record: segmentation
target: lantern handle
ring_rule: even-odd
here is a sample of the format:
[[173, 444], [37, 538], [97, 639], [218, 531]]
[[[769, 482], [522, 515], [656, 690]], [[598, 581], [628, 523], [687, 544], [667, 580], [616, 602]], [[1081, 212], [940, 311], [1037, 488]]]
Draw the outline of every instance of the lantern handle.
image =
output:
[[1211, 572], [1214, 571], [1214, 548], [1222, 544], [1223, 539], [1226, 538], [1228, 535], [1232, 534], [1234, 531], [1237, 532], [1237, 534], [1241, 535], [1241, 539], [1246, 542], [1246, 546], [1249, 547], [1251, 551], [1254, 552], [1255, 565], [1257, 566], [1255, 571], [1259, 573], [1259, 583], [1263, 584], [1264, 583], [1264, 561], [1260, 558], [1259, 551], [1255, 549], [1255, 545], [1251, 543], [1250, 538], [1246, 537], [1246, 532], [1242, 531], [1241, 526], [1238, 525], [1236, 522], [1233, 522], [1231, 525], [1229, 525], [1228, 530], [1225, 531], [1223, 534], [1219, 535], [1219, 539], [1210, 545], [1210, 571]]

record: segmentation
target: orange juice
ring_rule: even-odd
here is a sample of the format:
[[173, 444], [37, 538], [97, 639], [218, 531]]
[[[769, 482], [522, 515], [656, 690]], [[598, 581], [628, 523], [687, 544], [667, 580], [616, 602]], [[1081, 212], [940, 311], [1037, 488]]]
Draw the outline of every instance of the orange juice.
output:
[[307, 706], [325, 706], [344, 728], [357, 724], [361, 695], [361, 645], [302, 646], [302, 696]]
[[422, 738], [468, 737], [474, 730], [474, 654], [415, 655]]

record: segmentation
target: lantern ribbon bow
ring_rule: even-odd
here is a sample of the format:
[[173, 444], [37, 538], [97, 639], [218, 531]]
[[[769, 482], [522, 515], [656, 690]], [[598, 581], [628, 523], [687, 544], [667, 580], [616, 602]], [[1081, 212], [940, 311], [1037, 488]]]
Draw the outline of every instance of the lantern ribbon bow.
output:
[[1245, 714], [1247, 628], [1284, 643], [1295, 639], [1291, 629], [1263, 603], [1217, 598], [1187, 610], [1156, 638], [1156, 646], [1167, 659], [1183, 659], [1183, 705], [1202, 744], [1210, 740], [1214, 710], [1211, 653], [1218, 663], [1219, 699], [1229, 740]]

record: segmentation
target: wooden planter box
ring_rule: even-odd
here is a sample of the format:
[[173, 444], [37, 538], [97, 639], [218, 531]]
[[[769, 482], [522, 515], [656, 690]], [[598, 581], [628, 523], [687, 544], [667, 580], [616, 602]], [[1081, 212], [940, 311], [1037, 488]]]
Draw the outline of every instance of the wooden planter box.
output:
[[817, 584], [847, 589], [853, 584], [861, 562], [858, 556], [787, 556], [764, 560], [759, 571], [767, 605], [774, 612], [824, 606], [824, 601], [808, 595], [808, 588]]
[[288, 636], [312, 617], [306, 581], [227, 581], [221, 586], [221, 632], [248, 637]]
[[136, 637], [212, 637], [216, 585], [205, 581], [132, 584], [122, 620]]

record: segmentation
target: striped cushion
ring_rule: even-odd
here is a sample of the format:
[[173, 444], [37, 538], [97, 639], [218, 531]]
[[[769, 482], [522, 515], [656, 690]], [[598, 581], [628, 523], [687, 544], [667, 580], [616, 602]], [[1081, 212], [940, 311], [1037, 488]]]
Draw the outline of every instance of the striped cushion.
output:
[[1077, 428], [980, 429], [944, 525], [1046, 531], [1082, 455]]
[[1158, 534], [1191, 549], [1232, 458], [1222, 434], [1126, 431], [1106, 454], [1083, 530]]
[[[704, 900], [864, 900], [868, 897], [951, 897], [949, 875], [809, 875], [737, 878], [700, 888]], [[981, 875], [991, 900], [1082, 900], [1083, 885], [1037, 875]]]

- Problem to solve: Find the lines of the material that contain the word "outline" and report only how many there are.

- Output for this exercise: 5